> [Problem details]:
Scan the material that follows. Copy every line containing the word "pixels".
----------
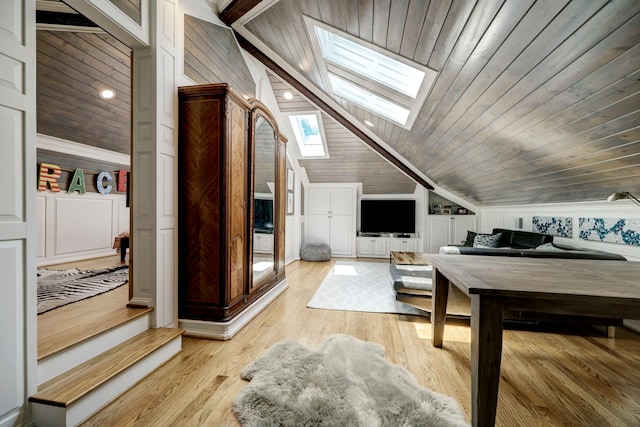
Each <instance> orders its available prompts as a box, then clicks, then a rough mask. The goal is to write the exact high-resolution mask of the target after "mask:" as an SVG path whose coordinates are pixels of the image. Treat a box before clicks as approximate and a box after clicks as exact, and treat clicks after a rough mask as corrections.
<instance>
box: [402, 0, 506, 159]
mask: <svg viewBox="0 0 640 427" xmlns="http://www.w3.org/2000/svg"><path fill="white" fill-rule="evenodd" d="M496 3H497V2H489V4H485V5H483V7H482V8H481V10H482V12H478V10H476V11H475V13H471V14H470V15H469V16H468V18H467V23H466V28H465V30H464V31H463V33H462V35H461V38H462V39H466V38H473V35H475V34H484V32H485V30H486V28H488V27H489V26H490V25H491V21H492V20H493V17H494V16H495V14H497V13H498V10H499V6H500V5H499V4H496ZM461 18H462V17H461ZM449 19H450V18H449V17H447V20H449ZM443 31H444V27H443ZM454 46H455V47H454V48H453V50H452V51H451V53H450V54H449V56H448V58H447V61H446V63H439V62H437V61H436V62H433V61H430V62H429V64H428V66H429V67H431V68H432V69H434V70H437V71H438V76H437V77H436V80H435V82H434V83H433V87H432V88H431V93H430V94H429V96H428V97H427V100H426V101H425V104H424V108H423V110H422V111H421V112H420V114H419V116H418V118H417V119H416V122H415V123H414V125H413V129H412V132H411V133H409V132H406V133H404V134H403V137H402V138H401V139H399V140H398V141H397V143H396V150H397V151H398V152H399V153H400V154H402V155H403V156H404V157H405V158H407V159H413V158H415V156H416V153H417V152H418V151H420V152H422V153H424V152H426V149H425V148H426V144H428V143H429V139H430V129H432V128H433V127H434V126H436V125H437V123H439V122H440V121H441V120H442V119H443V117H444V114H445V113H446V111H447V108H443V107H441V105H440V104H441V103H442V102H445V101H447V102H451V101H453V100H457V99H458V98H456V97H455V96H452V97H449V96H448V90H449V88H450V86H451V84H452V83H453V81H454V80H455V77H456V75H458V73H459V72H460V70H461V69H462V68H463V67H464V65H465V64H466V62H467V60H468V58H469V56H470V55H471V53H472V51H473V49H474V47H475V44H471V43H455V45H454ZM416 134H417V135H420V136H421V138H420V139H419V141H420V142H418V143H416V138H415V135H416ZM416 163H417V162H416Z"/></svg>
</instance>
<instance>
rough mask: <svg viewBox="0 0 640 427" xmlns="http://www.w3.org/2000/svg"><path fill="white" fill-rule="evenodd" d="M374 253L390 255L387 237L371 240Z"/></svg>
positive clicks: (379, 254)
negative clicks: (371, 241)
mask: <svg viewBox="0 0 640 427" xmlns="http://www.w3.org/2000/svg"><path fill="white" fill-rule="evenodd" d="M371 245H372V246H373V247H372V254H373V255H382V256H388V255H389V250H388V249H387V239H373V240H372V242H371Z"/></svg>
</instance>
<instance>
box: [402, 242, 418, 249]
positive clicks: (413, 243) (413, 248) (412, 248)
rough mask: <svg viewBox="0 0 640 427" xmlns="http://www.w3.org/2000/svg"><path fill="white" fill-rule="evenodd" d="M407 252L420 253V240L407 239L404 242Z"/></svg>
mask: <svg viewBox="0 0 640 427" xmlns="http://www.w3.org/2000/svg"><path fill="white" fill-rule="evenodd" d="M404 248H405V249H404V251H405V252H417V251H418V239H406V240H404Z"/></svg>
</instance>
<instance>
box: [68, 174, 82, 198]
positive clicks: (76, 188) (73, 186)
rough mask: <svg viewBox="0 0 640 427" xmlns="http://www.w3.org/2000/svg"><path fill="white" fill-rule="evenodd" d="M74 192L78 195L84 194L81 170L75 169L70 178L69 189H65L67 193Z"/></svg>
mask: <svg viewBox="0 0 640 427" xmlns="http://www.w3.org/2000/svg"><path fill="white" fill-rule="evenodd" d="M76 190H77V191H78V193H80V194H84V193H85V187H84V172H83V171H82V169H76V171H75V172H74V173H73V177H72V178H71V181H69V188H68V189H67V193H73V192H74V191H76Z"/></svg>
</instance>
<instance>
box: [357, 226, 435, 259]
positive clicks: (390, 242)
mask: <svg viewBox="0 0 640 427" xmlns="http://www.w3.org/2000/svg"><path fill="white" fill-rule="evenodd" d="M401 236H407V237H401ZM356 241H357V244H358V246H357V252H356V254H357V256H359V257H367V258H388V257H389V254H390V252H392V251H397V252H423V249H422V239H420V238H419V237H418V235H417V234H413V233H411V234H410V233H402V234H389V233H366V232H365V233H360V234H358V238H357V240H356Z"/></svg>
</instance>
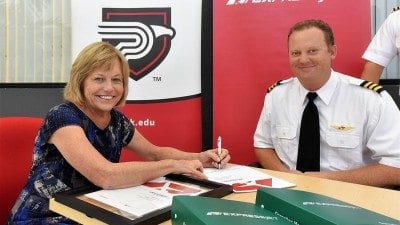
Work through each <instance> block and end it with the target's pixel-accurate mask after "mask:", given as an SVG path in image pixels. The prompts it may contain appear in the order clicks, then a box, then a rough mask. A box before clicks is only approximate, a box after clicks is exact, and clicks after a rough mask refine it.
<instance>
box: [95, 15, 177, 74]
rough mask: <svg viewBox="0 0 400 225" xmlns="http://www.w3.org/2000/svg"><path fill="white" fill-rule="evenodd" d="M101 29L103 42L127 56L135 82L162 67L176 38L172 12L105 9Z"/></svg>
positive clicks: (102, 39) (100, 26) (127, 58)
mask: <svg viewBox="0 0 400 225" xmlns="http://www.w3.org/2000/svg"><path fill="white" fill-rule="evenodd" d="M98 27H99V32H98V33H99V34H100V35H101V37H102V40H103V41H107V42H109V43H111V44H112V45H114V46H115V47H116V48H117V49H118V50H120V51H121V52H122V54H124V56H125V58H126V59H127V60H128V63H129V68H130V77H131V78H132V79H134V80H135V81H138V80H140V79H141V78H143V77H144V76H146V75H147V74H148V73H150V72H151V71H152V70H154V69H155V68H156V67H157V66H158V65H160V63H161V62H162V61H163V60H164V59H165V57H166V56H167V55H168V53H169V50H170V48H171V40H172V38H174V36H175V30H174V29H173V28H172V27H171V8H103V9H102V23H101V24H100V25H98Z"/></svg>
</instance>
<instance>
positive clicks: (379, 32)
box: [361, 7, 400, 83]
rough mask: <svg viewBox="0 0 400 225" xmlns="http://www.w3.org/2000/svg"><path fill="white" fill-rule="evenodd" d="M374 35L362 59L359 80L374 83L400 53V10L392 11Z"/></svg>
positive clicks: (377, 82) (397, 8)
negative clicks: (360, 78)
mask: <svg viewBox="0 0 400 225" xmlns="http://www.w3.org/2000/svg"><path fill="white" fill-rule="evenodd" d="M394 10H395V12H393V13H391V14H390V15H389V16H388V17H387V18H386V20H385V21H384V22H383V24H382V25H381V27H380V28H379V30H378V32H377V33H376V34H375V36H374V38H373V39H372V41H371V43H370V44H369V46H368V48H367V49H366V50H365V52H364V54H363V56H362V58H363V59H365V60H366V62H365V65H364V70H363V72H362V74H361V78H362V79H365V80H369V81H372V82H375V83H378V82H379V78H380V76H381V74H382V72H383V69H384V68H385V67H387V66H388V65H389V63H390V62H391V61H392V59H393V58H394V57H395V56H396V55H398V54H399V53H400V10H399V7H397V8H396V9H394Z"/></svg>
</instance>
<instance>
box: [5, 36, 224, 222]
mask: <svg viewBox="0 0 400 225" xmlns="http://www.w3.org/2000/svg"><path fill="white" fill-rule="evenodd" d="M128 77H129V66H128V64H127V62H126V60H125V58H124V57H123V55H122V54H121V53H120V52H119V51H118V50H116V49H115V48H114V47H113V46H112V45H110V44H108V43H105V42H96V43H93V44H90V45H88V46H87V47H86V48H85V49H83V51H82V52H81V53H80V54H79V55H78V57H77V58H76V60H75V62H74V64H73V65H72V69H71V74H70V80H69V82H68V84H67V85H66V87H65V90H64V99H65V101H66V102H65V103H63V104H60V105H58V106H56V107H54V108H53V109H51V110H50V111H49V113H48V114H47V116H46V118H45V120H44V122H43V124H42V126H41V128H40V129H39V133H38V135H37V137H36V140H35V147H34V155H33V165H32V168H31V171H30V174H29V177H28V181H27V183H26V185H25V186H24V188H23V190H22V192H21V194H20V196H19V197H18V199H17V201H16V203H15V205H14V207H13V209H12V211H11V215H10V218H9V221H8V223H9V224H60V223H64V224H71V223H73V221H70V220H68V219H67V218H65V217H62V216H60V215H58V214H55V213H53V212H51V211H50V210H49V207H48V201H49V199H50V198H52V197H53V196H54V194H55V193H57V192H61V191H66V190H69V189H71V188H76V187H80V186H83V185H89V184H90V183H93V184H95V185H97V186H99V187H101V188H103V189H114V188H124V187H129V186H135V185H140V184H142V183H144V182H146V181H148V180H152V179H154V178H157V177H161V176H164V175H166V174H169V173H176V174H186V175H189V176H193V177H197V178H199V179H205V178H206V177H205V175H204V174H203V173H202V170H203V167H218V163H220V164H221V165H222V166H224V165H226V163H227V162H228V161H229V160H230V156H229V154H228V151H227V150H226V149H223V151H222V153H221V155H218V154H217V150H216V149H212V150H208V151H204V152H200V153H189V152H184V151H180V150H178V149H175V148H171V147H159V146H156V145H154V144H152V143H150V142H149V141H148V140H146V138H144V137H143V136H142V135H141V134H140V133H139V131H138V130H136V129H135V128H134V127H133V125H132V123H131V122H130V121H129V119H128V118H127V117H126V116H124V115H123V114H122V113H121V112H119V111H118V110H116V108H117V107H120V106H123V105H124V104H125V99H126V96H127V93H128ZM123 147H125V148H127V149H129V150H131V151H133V152H135V153H136V154H138V155H140V156H142V157H143V158H144V159H146V160H147V161H143V162H121V163H119V158H120V154H121V150H122V148H123ZM221 159H222V160H221Z"/></svg>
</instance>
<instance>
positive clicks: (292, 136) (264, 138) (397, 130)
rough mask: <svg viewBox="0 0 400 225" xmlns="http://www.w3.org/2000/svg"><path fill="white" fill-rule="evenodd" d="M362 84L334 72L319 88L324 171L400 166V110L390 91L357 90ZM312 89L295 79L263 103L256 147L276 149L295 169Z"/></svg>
mask: <svg viewBox="0 0 400 225" xmlns="http://www.w3.org/2000/svg"><path fill="white" fill-rule="evenodd" d="M361 82H362V80H360V79H357V78H354V77H350V76H347V75H343V74H340V73H337V72H334V71H332V73H331V76H330V78H329V80H328V82H327V83H326V84H325V85H324V86H323V87H321V88H320V89H319V90H317V94H318V97H317V98H316V99H315V100H314V103H315V104H316V106H317V107H318V111H319V119H320V138H321V155H320V157H321V171H324V170H325V171H337V170H348V169H355V168H359V167H362V166H365V165H367V164H371V163H376V162H379V163H381V164H385V165H389V166H394V167H399V168H400V129H399V127H400V119H399V118H400V111H399V109H398V108H397V106H396V104H395V103H394V101H393V99H392V98H391V97H390V95H389V94H388V93H387V92H386V91H382V92H381V93H377V92H374V91H372V90H369V89H367V88H364V87H361V86H359V84H360V83H361ZM307 92H308V90H306V89H305V88H304V87H303V86H301V84H300V82H299V81H298V79H297V78H291V79H290V80H287V81H285V82H283V83H282V84H280V85H278V86H277V87H275V88H274V89H273V90H272V91H271V92H270V93H268V94H267V95H266V97H265V100H264V107H263V109H262V112H261V116H260V119H259V122H258V124H257V128H256V131H255V134H254V147H256V148H272V149H275V152H276V153H277V155H278V156H279V158H280V159H281V161H282V162H283V163H284V164H285V165H286V166H287V167H288V168H290V169H292V170H295V169H296V161H297V149H298V143H299V132H300V123H301V115H302V112H303V110H304V107H305V106H306V104H307V101H308V100H307V98H306V95H307Z"/></svg>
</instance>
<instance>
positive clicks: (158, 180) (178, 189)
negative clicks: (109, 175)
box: [85, 177, 207, 218]
mask: <svg viewBox="0 0 400 225" xmlns="http://www.w3.org/2000/svg"><path fill="white" fill-rule="evenodd" d="M206 191H207V190H206V189H202V188H200V187H197V186H195V185H186V184H182V183H178V182H174V181H170V180H168V179H165V177H162V178H158V179H156V180H152V181H149V182H147V183H145V184H143V185H139V186H135V187H129V188H121V189H115V190H99V191H95V192H91V193H88V194H85V196H86V197H88V198H91V199H94V200H97V201H99V202H102V203H104V204H107V205H109V206H112V207H114V208H116V209H118V210H120V211H121V213H123V214H129V215H133V216H134V218H137V217H141V216H143V215H145V214H147V213H150V212H153V211H155V210H158V209H163V208H166V207H168V206H170V205H171V204H172V198H173V196H176V195H200V194H202V193H204V192H206Z"/></svg>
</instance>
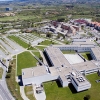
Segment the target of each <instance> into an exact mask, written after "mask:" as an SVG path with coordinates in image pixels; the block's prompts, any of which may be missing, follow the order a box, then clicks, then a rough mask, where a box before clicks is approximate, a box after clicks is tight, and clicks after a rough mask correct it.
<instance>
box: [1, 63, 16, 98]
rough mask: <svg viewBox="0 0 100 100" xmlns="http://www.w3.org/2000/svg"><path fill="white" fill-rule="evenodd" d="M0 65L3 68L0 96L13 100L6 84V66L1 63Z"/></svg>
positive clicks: (2, 97)
mask: <svg viewBox="0 0 100 100" xmlns="http://www.w3.org/2000/svg"><path fill="white" fill-rule="evenodd" d="M0 66H1V67H2V68H3V74H2V79H1V80H0V97H2V99H3V100H15V99H14V97H13V96H12V95H11V93H10V91H9V89H8V87H7V84H6V80H5V76H6V68H5V66H4V65H3V64H2V63H1V64H0Z"/></svg>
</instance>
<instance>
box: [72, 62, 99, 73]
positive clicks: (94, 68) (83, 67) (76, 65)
mask: <svg viewBox="0 0 100 100" xmlns="http://www.w3.org/2000/svg"><path fill="white" fill-rule="evenodd" d="M72 67H73V68H75V69H76V70H78V71H84V70H92V69H96V68H97V66H96V65H95V64H94V63H93V62H92V61H86V62H82V63H78V64H73V65H72Z"/></svg>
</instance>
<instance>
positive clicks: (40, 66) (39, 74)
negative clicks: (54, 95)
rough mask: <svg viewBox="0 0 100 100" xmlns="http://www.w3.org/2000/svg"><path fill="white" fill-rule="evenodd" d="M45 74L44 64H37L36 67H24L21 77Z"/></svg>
mask: <svg viewBox="0 0 100 100" xmlns="http://www.w3.org/2000/svg"><path fill="white" fill-rule="evenodd" d="M45 74H47V72H46V69H45V67H44V66H38V67H31V68H25V69H22V78H23V79H25V78H31V77H36V76H42V75H45Z"/></svg>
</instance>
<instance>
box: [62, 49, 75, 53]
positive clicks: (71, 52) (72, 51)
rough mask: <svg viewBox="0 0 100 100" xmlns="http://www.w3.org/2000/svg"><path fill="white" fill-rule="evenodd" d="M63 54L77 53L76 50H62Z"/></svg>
mask: <svg viewBox="0 0 100 100" xmlns="http://www.w3.org/2000/svg"><path fill="white" fill-rule="evenodd" d="M61 52H62V53H63V54H75V53H76V52H75V51H67V50H62V51H61Z"/></svg>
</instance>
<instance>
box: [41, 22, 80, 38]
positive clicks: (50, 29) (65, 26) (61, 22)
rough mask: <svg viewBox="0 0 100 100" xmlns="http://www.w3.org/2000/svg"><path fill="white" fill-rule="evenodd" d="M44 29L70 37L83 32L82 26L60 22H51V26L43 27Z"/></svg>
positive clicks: (49, 24) (50, 22)
mask: <svg viewBox="0 0 100 100" xmlns="http://www.w3.org/2000/svg"><path fill="white" fill-rule="evenodd" d="M43 29H44V30H48V31H50V32H53V33H60V34H63V35H68V36H72V35H75V34H76V32H78V31H81V27H80V26H76V25H72V24H69V23H65V22H58V21H51V22H50V24H49V25H47V26H45V27H43Z"/></svg>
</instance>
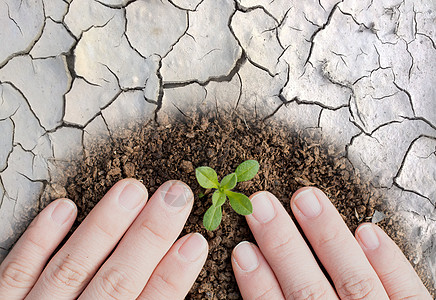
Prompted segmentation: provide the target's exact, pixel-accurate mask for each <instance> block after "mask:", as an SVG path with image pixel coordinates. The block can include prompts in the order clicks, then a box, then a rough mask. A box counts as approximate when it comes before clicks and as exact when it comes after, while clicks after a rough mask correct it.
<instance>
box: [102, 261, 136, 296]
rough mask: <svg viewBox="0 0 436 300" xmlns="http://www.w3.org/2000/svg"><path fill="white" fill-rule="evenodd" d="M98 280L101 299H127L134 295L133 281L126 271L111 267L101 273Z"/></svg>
mask: <svg viewBox="0 0 436 300" xmlns="http://www.w3.org/2000/svg"><path fill="white" fill-rule="evenodd" d="M100 282H101V285H100V289H101V294H102V295H101V296H102V299H107V298H112V299H129V298H134V297H135V295H134V293H135V290H134V288H135V287H134V284H133V282H134V281H133V280H132V278H131V276H129V275H128V273H127V272H124V271H120V270H118V269H115V268H111V269H109V270H108V271H107V272H105V273H103V274H102V276H101V278H100Z"/></svg>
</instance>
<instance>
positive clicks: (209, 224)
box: [203, 205, 223, 231]
mask: <svg viewBox="0 0 436 300" xmlns="http://www.w3.org/2000/svg"><path fill="white" fill-rule="evenodd" d="M222 217H223V214H222V212H221V206H215V205H212V206H211V207H209V209H208V210H207V211H206V213H205V214H204V216H203V225H204V227H205V228H206V229H207V230H209V231H212V230H215V229H217V228H218V226H219V225H220V223H221V218H222Z"/></svg>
----------
> [Response area]:
Each <instance> orders its available prompts as a box, then clicks, then a rough mask. The goal is to write the exact high-resolution mask of the target after "mask:" as an SVG path whose coordinates are pixels of the image. Treat a box before clicks as approximate and a box after clicks as exact, and treat clicks after a rough mask as corrections.
Work through each <instance> block and end it with the target's pixel-accurate mask after "mask:", given as an SVG path in image pixels. The prompts it may contain appear in the order clicks, then a box, then a rough mask. A box before clicks is only approximate, a box after clicks is exact, and clicks after a rough mask refine it.
Segment the target of each <instance> into an exact mask, written after "mask:" as an SVG path with coordinates in image pixels; the block's prompts, any of which may be missing, follow the order a box, then clicks, then a rough mask, where a box before clicks is approximate, a box after clicks is tight, and clicks after a rough mask correct it.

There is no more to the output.